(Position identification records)
= = = = = = =
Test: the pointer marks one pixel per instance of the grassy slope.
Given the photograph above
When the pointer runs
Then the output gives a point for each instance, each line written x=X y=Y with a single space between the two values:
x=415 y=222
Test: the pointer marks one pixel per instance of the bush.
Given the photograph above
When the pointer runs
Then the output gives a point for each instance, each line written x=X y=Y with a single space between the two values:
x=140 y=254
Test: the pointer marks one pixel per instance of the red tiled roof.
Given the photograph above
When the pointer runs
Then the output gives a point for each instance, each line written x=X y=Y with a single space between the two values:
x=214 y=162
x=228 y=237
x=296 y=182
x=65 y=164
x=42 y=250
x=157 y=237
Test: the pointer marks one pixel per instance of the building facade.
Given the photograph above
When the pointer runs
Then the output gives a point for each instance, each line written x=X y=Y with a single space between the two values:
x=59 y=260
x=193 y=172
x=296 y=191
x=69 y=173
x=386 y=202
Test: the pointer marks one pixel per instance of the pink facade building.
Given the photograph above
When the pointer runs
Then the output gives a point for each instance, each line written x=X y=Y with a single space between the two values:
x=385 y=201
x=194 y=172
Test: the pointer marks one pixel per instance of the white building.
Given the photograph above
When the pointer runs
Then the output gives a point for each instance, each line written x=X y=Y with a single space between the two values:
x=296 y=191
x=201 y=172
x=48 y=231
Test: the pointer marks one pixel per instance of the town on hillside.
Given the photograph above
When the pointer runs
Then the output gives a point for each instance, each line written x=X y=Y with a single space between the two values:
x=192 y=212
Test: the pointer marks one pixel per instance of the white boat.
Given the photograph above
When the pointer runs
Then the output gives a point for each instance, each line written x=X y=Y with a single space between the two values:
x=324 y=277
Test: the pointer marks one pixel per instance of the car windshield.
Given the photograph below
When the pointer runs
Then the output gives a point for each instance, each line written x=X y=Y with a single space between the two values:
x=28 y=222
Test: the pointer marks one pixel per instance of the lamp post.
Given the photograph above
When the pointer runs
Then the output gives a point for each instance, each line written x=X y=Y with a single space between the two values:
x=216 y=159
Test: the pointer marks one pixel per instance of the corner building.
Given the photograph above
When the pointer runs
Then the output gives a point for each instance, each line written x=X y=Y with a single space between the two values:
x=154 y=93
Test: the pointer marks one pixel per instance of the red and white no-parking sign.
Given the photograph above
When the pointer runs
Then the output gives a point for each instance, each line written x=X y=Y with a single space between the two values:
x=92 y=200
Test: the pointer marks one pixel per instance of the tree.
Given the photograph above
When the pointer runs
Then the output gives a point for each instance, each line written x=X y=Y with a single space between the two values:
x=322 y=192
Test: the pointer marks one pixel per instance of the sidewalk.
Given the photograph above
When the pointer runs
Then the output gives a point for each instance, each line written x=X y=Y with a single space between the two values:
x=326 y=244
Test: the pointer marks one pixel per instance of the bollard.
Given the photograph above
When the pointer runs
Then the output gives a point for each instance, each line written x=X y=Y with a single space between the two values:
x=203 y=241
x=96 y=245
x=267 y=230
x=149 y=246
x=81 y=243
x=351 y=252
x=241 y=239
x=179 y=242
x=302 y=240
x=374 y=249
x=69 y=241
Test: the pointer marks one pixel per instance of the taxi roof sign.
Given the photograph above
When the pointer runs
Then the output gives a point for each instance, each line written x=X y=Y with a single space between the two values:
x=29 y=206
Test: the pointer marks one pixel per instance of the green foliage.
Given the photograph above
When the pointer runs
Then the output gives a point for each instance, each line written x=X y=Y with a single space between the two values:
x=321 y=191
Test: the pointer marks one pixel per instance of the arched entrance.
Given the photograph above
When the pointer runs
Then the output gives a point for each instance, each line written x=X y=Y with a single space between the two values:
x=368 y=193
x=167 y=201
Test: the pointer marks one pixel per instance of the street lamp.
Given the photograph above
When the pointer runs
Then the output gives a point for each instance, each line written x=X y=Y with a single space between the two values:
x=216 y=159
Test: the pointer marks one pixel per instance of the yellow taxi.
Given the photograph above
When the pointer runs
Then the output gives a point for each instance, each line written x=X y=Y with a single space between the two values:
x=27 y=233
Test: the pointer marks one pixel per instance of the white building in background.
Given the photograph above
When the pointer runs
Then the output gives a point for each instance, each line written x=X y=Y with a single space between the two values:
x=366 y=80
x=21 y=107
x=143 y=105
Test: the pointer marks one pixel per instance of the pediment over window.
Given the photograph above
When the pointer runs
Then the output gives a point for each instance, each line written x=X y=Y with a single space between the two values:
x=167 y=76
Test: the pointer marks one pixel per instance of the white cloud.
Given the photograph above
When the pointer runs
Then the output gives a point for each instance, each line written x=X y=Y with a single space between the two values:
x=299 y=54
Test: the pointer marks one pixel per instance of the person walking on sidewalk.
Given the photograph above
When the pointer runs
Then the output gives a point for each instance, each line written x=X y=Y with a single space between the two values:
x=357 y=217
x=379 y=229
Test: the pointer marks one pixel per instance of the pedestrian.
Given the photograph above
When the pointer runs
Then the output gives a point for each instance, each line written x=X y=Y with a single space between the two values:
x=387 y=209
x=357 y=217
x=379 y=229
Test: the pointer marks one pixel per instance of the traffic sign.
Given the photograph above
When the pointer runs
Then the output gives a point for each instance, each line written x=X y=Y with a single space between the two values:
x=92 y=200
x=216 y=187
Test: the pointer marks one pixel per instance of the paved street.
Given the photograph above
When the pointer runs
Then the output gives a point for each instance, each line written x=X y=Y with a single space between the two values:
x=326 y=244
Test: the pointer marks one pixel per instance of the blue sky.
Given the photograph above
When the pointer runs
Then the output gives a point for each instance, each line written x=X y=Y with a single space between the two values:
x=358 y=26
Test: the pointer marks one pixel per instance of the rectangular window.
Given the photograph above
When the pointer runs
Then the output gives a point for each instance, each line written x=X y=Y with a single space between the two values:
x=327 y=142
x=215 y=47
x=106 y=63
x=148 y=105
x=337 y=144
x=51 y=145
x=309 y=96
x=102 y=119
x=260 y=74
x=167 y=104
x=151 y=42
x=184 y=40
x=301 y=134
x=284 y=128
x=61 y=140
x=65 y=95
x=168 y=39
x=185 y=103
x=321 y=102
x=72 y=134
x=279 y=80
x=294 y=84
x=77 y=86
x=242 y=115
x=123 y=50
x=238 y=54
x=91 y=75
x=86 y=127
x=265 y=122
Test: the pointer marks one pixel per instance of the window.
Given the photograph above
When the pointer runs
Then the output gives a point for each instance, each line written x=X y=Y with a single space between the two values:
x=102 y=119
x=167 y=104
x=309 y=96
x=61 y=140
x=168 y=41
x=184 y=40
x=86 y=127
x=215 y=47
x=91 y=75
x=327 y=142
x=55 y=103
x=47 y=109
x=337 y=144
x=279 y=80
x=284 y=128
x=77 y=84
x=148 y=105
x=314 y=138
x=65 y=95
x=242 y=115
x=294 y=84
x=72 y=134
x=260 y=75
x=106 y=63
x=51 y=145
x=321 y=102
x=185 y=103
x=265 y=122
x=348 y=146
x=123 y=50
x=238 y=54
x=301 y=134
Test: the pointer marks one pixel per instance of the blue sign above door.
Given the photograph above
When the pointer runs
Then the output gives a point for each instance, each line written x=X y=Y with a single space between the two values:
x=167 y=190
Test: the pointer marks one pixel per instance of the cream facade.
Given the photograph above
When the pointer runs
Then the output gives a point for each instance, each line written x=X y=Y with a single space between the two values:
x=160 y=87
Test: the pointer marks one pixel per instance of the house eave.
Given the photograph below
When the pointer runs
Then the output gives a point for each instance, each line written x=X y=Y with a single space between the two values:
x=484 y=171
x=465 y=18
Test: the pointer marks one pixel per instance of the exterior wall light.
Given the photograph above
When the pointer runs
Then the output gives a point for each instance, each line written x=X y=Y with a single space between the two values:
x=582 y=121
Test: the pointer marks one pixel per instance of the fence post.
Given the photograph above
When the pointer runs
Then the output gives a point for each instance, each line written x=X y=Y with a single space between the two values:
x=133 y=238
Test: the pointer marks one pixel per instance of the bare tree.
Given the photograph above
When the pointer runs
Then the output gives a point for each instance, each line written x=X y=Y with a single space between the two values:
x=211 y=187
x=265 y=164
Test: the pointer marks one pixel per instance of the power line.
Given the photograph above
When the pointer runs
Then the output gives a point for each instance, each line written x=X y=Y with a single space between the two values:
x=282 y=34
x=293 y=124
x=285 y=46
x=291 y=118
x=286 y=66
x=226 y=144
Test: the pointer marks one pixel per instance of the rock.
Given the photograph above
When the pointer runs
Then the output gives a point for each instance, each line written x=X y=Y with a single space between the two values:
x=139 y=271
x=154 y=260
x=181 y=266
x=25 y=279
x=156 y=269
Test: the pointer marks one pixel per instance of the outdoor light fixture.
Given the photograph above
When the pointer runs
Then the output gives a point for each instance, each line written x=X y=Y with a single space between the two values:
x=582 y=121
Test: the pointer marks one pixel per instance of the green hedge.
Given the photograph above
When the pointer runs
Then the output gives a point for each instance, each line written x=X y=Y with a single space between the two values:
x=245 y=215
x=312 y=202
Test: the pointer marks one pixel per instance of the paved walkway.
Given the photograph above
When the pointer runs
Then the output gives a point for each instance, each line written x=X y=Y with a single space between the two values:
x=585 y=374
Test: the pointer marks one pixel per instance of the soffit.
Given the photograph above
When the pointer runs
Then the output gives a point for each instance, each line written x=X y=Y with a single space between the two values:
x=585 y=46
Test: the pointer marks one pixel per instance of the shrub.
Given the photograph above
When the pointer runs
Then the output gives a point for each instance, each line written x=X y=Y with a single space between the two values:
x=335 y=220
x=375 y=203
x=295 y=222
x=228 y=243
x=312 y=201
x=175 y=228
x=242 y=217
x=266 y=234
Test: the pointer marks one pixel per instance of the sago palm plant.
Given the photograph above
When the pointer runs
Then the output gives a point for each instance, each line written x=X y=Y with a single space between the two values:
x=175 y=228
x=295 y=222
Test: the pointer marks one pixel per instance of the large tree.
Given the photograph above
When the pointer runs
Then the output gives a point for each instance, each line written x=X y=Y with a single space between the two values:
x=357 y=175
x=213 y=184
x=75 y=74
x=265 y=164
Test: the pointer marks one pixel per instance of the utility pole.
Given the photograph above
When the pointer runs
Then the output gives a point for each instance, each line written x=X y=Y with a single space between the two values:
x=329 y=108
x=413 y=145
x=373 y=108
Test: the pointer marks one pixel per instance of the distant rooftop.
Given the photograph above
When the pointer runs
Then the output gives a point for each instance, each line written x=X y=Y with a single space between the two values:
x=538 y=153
= = = = = = =
Rescale the listing above from its start through the line containing "x=324 y=277", both included, writing out every line again with the requests kept as they are. Multiply each x and y coordinate in the answers by 1.75 and round to whole numbers, rounding halves up.

### REPLY TO THE TASK
Test: the pointer marks one pixel per instance of the grassy slope.
Given the photograph above
When the pointer runs
Then the output gives a point for each instance, each line written x=X y=Y with a single space between the two values:
x=726 y=389
Test: the pointer marks one pixel per instance of the bush.
Given the photograph above
When the pointer runs
Then the output gives a point for each instance, each line written x=X y=Y with a single space between the two values:
x=245 y=445
Test: the pointer marks one pixel per instance of the red tiled roof.
Given the photograph above
When the pointer runs
Then the output gives a point for each instance, each line written x=X y=Y with a single space between the two values:
x=375 y=284
x=399 y=415
x=518 y=319
x=114 y=287
x=74 y=438
x=275 y=415
Test: the pointer marks one pixel per instance of the building facade.
Given the photograph above
When the pointer runs
Then the output gives a point for each instance, each line written x=X y=Y with a single space between the two values:
x=103 y=455
x=338 y=301
x=518 y=334
x=121 y=303
x=676 y=354
Test: the pointer marks one pixel per instance of the pink facade building.
Given the photograph above
When the pointer runs
Then the output gives a point for each instance, each line written x=X y=Y with a single space between the two values:
x=674 y=352
x=340 y=301
Test: the pointer marks one pixel per instance of the white building.
Given the photograph above
When the pointer runs
Then the output gives a point for each instance, each line written x=X y=Y with a single space between the two values:
x=518 y=334
x=352 y=301
x=84 y=404
Test: the pointer marks one pixel per instance of the town on hillside.
Given the photograph above
When the pointer runs
Then the output gives a point for each instance, each line written x=X y=Y with a single space between the two values:
x=336 y=371
Test: the pointer marks one pixel per instance of the white boat.
Given the photograph above
When the pointer runs
Then the output gives a point for each instance, each line written x=X y=Y with a single space between the two values:
x=567 y=485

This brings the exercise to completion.